Problem statement => Copy each line below in which the word "query" occurs.
********************
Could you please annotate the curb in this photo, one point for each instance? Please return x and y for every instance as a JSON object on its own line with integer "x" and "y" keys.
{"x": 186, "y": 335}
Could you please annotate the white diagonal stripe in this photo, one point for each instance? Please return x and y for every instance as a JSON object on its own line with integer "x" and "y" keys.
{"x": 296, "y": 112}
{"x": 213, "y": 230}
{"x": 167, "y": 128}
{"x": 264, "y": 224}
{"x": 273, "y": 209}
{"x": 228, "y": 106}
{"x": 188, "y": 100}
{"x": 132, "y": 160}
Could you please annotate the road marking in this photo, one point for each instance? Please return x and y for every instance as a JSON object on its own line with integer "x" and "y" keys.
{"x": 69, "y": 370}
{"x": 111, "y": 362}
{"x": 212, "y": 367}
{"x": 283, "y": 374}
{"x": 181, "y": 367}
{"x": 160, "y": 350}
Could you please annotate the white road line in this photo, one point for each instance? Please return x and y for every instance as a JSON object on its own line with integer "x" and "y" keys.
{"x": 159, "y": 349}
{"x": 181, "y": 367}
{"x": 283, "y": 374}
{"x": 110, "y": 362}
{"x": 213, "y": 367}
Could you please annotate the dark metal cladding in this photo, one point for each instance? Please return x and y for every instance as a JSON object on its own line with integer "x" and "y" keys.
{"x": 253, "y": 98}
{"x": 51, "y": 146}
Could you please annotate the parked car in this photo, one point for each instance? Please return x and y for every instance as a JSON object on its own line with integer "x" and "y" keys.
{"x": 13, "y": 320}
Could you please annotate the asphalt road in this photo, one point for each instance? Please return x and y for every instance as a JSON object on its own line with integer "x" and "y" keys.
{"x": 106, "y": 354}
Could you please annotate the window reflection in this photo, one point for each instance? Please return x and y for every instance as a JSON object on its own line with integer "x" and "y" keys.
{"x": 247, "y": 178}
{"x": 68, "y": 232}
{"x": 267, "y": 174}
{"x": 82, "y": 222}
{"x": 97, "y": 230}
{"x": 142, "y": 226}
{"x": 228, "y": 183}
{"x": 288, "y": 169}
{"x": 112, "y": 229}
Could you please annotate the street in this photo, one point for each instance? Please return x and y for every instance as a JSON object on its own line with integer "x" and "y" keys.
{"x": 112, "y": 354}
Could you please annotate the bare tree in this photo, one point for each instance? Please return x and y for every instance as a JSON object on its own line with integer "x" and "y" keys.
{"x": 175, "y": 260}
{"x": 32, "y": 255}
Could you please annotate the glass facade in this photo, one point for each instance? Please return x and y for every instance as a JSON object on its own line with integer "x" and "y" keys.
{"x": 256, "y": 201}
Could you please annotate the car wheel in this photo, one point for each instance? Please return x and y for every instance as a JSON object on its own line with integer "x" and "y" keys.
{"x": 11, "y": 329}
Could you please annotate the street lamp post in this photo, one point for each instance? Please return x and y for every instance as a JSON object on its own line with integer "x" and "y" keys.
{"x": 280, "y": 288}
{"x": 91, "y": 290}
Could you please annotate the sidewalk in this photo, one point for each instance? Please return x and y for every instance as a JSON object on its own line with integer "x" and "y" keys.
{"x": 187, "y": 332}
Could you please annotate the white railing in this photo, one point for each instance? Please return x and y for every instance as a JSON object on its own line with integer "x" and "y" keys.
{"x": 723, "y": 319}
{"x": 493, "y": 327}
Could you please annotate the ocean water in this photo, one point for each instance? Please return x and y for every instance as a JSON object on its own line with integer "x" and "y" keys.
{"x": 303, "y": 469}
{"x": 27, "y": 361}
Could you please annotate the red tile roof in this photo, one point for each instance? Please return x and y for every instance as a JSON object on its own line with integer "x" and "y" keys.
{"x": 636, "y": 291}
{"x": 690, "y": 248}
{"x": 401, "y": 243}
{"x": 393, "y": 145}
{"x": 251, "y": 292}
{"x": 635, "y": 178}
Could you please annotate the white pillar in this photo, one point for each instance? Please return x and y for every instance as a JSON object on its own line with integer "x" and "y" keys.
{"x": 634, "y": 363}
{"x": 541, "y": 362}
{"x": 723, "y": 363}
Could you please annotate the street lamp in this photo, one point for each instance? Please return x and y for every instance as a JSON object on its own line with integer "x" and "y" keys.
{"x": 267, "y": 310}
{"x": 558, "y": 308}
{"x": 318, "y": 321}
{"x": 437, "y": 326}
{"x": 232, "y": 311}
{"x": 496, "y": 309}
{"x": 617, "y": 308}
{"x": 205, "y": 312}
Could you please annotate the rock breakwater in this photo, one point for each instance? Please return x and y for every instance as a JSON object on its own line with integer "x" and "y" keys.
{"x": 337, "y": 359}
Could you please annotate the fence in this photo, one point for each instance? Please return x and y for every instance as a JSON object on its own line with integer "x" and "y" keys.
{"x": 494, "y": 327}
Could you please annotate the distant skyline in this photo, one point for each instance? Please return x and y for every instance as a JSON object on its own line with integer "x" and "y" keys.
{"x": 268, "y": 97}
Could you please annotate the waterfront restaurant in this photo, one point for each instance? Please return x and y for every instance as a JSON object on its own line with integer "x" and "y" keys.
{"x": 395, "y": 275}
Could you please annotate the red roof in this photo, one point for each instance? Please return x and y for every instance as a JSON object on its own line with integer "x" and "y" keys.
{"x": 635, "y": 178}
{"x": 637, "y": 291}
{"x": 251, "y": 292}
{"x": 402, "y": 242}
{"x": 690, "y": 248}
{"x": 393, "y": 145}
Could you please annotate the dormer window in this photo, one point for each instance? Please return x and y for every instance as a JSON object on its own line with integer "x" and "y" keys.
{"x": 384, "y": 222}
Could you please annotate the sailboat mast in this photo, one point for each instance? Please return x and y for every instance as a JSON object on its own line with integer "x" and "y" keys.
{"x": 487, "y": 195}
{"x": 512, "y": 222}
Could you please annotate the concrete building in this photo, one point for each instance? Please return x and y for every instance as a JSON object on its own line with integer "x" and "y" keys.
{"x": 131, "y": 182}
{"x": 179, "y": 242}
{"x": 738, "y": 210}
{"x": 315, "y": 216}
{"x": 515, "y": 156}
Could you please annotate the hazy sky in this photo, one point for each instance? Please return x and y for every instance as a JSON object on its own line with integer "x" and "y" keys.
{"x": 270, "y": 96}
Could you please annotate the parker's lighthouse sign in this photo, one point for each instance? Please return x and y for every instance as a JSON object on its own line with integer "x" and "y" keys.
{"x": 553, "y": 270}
********************
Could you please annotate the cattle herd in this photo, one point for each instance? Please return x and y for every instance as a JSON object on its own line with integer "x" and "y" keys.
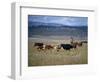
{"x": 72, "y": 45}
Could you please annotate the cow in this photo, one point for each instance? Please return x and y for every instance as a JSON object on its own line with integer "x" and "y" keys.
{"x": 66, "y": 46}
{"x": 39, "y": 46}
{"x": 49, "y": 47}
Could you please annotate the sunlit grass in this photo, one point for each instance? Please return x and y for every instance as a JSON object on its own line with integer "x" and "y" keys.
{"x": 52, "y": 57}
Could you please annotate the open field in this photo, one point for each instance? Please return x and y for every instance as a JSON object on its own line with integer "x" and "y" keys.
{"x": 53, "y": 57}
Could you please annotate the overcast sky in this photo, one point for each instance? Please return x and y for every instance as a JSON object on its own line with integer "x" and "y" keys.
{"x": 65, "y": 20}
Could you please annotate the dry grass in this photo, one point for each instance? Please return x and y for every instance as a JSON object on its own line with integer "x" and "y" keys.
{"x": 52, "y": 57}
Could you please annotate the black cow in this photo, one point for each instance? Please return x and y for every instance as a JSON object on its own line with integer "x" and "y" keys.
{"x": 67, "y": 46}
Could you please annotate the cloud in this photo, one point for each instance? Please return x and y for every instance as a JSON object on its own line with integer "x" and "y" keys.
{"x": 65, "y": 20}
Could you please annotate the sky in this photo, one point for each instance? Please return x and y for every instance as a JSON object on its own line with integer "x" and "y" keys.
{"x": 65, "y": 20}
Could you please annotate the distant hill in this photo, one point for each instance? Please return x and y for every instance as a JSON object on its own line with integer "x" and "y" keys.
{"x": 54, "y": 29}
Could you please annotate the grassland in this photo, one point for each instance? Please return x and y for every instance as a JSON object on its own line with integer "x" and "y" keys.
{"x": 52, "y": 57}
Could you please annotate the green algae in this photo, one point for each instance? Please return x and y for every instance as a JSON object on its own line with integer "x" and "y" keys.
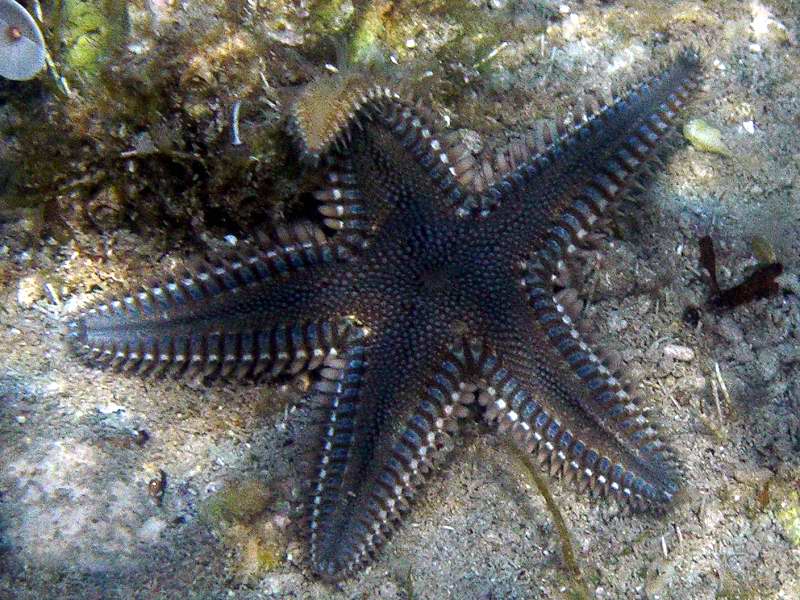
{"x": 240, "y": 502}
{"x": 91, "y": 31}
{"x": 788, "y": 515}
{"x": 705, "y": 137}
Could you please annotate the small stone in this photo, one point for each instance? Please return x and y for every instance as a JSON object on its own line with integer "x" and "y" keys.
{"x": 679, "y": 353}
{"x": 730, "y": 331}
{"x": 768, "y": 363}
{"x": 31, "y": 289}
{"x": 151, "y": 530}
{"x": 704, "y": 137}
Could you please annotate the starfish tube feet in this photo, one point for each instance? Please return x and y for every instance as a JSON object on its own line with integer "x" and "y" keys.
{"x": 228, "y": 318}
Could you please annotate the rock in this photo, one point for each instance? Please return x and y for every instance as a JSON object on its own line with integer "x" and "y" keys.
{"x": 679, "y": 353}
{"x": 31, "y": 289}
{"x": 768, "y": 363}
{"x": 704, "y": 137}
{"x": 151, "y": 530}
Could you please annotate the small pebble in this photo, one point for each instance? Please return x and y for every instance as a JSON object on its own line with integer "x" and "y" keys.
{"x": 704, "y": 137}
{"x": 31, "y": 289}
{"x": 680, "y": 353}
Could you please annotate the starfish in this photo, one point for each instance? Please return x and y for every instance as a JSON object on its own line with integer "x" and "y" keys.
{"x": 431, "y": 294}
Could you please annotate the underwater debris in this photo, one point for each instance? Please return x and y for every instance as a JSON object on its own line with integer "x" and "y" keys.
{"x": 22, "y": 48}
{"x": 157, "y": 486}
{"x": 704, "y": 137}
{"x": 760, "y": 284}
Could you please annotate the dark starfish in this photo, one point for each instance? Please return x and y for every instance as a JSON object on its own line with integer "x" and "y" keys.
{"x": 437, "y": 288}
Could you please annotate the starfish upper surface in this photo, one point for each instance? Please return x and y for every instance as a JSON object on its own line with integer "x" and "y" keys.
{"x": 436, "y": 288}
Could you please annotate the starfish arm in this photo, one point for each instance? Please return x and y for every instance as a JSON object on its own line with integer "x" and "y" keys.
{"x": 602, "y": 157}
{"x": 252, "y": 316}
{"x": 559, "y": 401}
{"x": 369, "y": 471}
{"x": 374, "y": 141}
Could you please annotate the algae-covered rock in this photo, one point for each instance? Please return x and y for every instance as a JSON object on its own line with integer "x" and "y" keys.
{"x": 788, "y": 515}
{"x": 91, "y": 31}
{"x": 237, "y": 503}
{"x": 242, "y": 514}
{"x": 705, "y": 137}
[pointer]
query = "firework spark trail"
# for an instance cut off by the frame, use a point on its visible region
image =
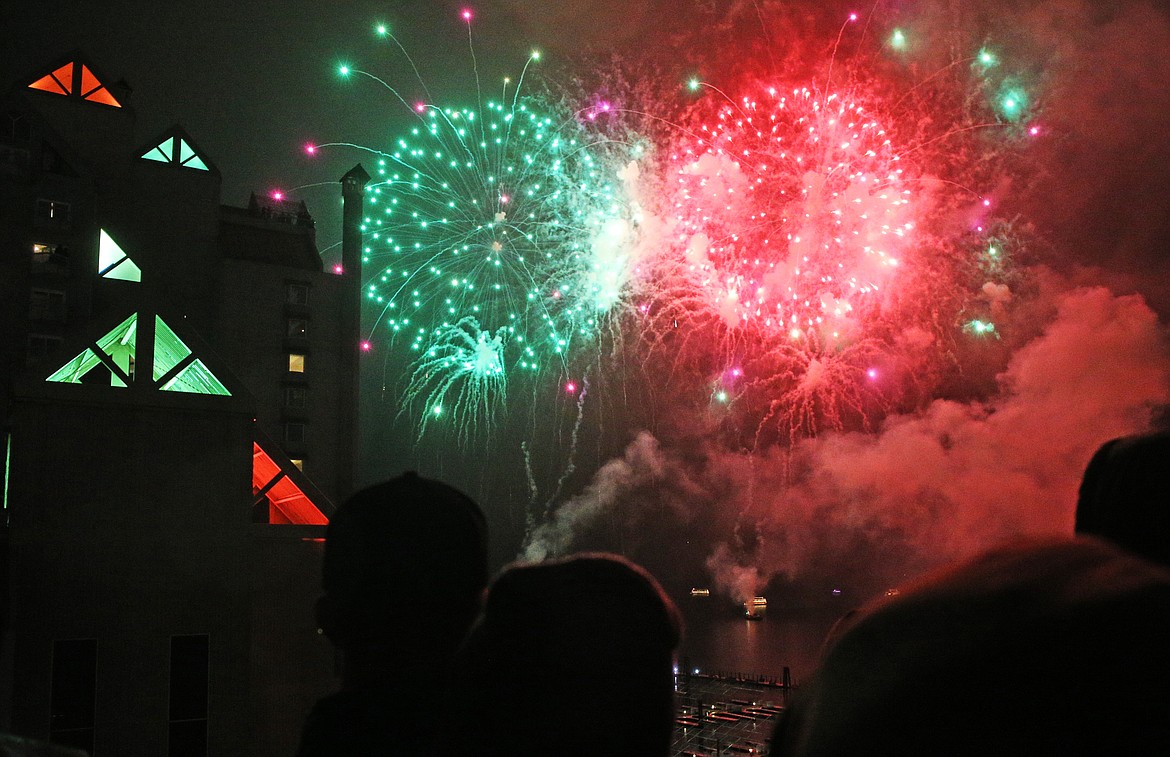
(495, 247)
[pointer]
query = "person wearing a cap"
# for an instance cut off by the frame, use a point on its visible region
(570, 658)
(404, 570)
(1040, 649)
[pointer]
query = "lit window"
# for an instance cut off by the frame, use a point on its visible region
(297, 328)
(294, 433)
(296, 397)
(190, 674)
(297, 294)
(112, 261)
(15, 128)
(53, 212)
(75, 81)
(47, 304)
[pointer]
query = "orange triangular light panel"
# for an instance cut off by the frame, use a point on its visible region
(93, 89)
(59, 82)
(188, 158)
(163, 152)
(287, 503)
********************
Solution to the exercise =>
query = "firework spark trail"
query = "person wearing a cap"
query = "lit window"
query = "orange triangular light panel"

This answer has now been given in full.